COMPITI SCRITTI:
1. Nel testo sul film Elephant, quali compositori, autori o gruppi compaiono alla voce «Musica:»?
2. Nel testo sul film Elephant, perché chi scrive sul blog non guarda più la televisione, e che cosa fa invece?
3. Le seguenti affermazioni concordano con il testo sul film Elephant? Rispondi sì o no a ciascuna, citando le parole del testo che decidono. (a) Il film dura 81 minuti. (b) La fotografia è di Gus Van Sant. (c) Il film è del 2003.

TESTO FORNITO:

══════════════════════════════

Elephant, di Gus Van Sant (2003) Sceneggiatura di Gus Van Sant Con Alex Frost, Eric Deulen, John Robinson, Elias McConnel, Jordan Taylor, Carrie Finklea, Nicole George, Brittany Mountain, Alicia Miles, Kristen Hicks, Bennie Dixon, Nathan Thyson, Timothy Bottoms, Matt Malloy, Ellis Williams Musica: Ludwig van Beethoven: Adagio sostenuto dalla sonata "Al chiaro di luna", Bagatella per Elisa, Hildegard Westerkamp, William S. Burroughs, Acid Mothers Temple, Frances White Fotografia: Haris Savides (81 minuti) Rating IMDb: 7.3
Giulia sul suo blog Pensare in un'altra luce
Non guardo più la televisione... l'ho spenta come cura e vedo film. L'ultimo che ho visto è Elephant di Van Sant.

══════════════════════════════

BLOCCO DATI:
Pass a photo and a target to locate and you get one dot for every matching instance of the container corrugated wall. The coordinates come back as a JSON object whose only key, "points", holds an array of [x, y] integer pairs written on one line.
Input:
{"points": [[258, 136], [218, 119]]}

══════════════════════════════

RISPOSTE PER COMPITO:
1. Ludwig van Beethoven, Hildegard Westerkamp, William S. Burroughs, Acid Mothers Temple, Frances White

2. Chi scrive ha spento la televisione come cura. Al suo posto guarda film, e l'ultimo che ha visto è Elephant di Van Sant.

3.
(a) Sì: «(81 minuti)».
(b) No: «Fotografia: Haris Savides».
(c) Sì: «Elephant, di Gus Van Sant (2003)».